### Required work
From the records, pull out every line that contains the string "roof" and copy each one. Match case exactly.

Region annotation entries
════════════════════
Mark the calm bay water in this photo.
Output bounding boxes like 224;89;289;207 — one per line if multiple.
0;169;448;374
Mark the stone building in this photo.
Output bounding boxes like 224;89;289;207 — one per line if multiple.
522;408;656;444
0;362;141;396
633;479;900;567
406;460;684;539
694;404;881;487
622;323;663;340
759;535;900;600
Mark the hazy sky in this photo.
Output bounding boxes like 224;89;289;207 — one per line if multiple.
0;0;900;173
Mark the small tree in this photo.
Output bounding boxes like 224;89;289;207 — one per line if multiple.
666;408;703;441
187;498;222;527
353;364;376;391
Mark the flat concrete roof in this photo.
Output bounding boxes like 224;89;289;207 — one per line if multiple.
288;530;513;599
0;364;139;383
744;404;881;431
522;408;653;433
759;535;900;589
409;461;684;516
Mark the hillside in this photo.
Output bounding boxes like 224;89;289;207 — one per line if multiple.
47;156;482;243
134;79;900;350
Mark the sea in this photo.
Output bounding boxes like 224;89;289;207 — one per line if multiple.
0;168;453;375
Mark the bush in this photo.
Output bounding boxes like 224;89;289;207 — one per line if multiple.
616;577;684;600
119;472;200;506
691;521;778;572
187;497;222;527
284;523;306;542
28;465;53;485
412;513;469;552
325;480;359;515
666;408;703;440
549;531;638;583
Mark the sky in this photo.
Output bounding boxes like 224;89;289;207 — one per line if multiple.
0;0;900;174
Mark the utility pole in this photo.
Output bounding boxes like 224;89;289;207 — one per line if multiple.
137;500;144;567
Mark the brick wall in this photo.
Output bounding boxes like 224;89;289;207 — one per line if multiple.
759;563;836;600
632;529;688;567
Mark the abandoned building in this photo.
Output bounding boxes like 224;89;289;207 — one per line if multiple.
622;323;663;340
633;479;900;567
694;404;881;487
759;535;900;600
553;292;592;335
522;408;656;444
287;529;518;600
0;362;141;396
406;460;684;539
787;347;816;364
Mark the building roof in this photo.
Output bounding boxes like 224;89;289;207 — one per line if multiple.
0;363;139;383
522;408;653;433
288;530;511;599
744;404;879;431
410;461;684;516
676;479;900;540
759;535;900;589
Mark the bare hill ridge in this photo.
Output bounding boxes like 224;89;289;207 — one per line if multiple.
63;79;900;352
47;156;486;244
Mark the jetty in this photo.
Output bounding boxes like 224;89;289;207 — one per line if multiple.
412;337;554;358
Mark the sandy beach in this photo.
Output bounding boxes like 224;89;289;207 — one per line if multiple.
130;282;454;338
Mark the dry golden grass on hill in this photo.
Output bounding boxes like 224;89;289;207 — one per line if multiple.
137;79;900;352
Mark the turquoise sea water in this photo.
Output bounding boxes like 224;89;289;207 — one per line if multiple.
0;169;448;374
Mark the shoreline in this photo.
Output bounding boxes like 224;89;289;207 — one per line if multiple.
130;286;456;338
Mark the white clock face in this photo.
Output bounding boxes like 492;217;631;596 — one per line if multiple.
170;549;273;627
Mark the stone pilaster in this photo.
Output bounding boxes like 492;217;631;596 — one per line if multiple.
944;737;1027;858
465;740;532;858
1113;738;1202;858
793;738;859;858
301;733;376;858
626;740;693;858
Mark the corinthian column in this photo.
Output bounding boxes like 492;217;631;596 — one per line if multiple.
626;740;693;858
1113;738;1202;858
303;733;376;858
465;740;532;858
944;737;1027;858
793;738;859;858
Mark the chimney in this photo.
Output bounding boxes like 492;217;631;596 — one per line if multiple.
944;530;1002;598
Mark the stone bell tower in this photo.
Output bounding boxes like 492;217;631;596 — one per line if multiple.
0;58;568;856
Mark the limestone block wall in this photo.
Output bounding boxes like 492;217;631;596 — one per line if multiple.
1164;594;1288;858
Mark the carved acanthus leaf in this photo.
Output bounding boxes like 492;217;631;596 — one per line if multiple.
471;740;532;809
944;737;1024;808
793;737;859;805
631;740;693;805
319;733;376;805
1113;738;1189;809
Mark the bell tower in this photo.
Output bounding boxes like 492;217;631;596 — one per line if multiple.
════════════════════
### Answer for this exercise
Mark the flat concrete roof in this photo.
Mark the building roof in this photo.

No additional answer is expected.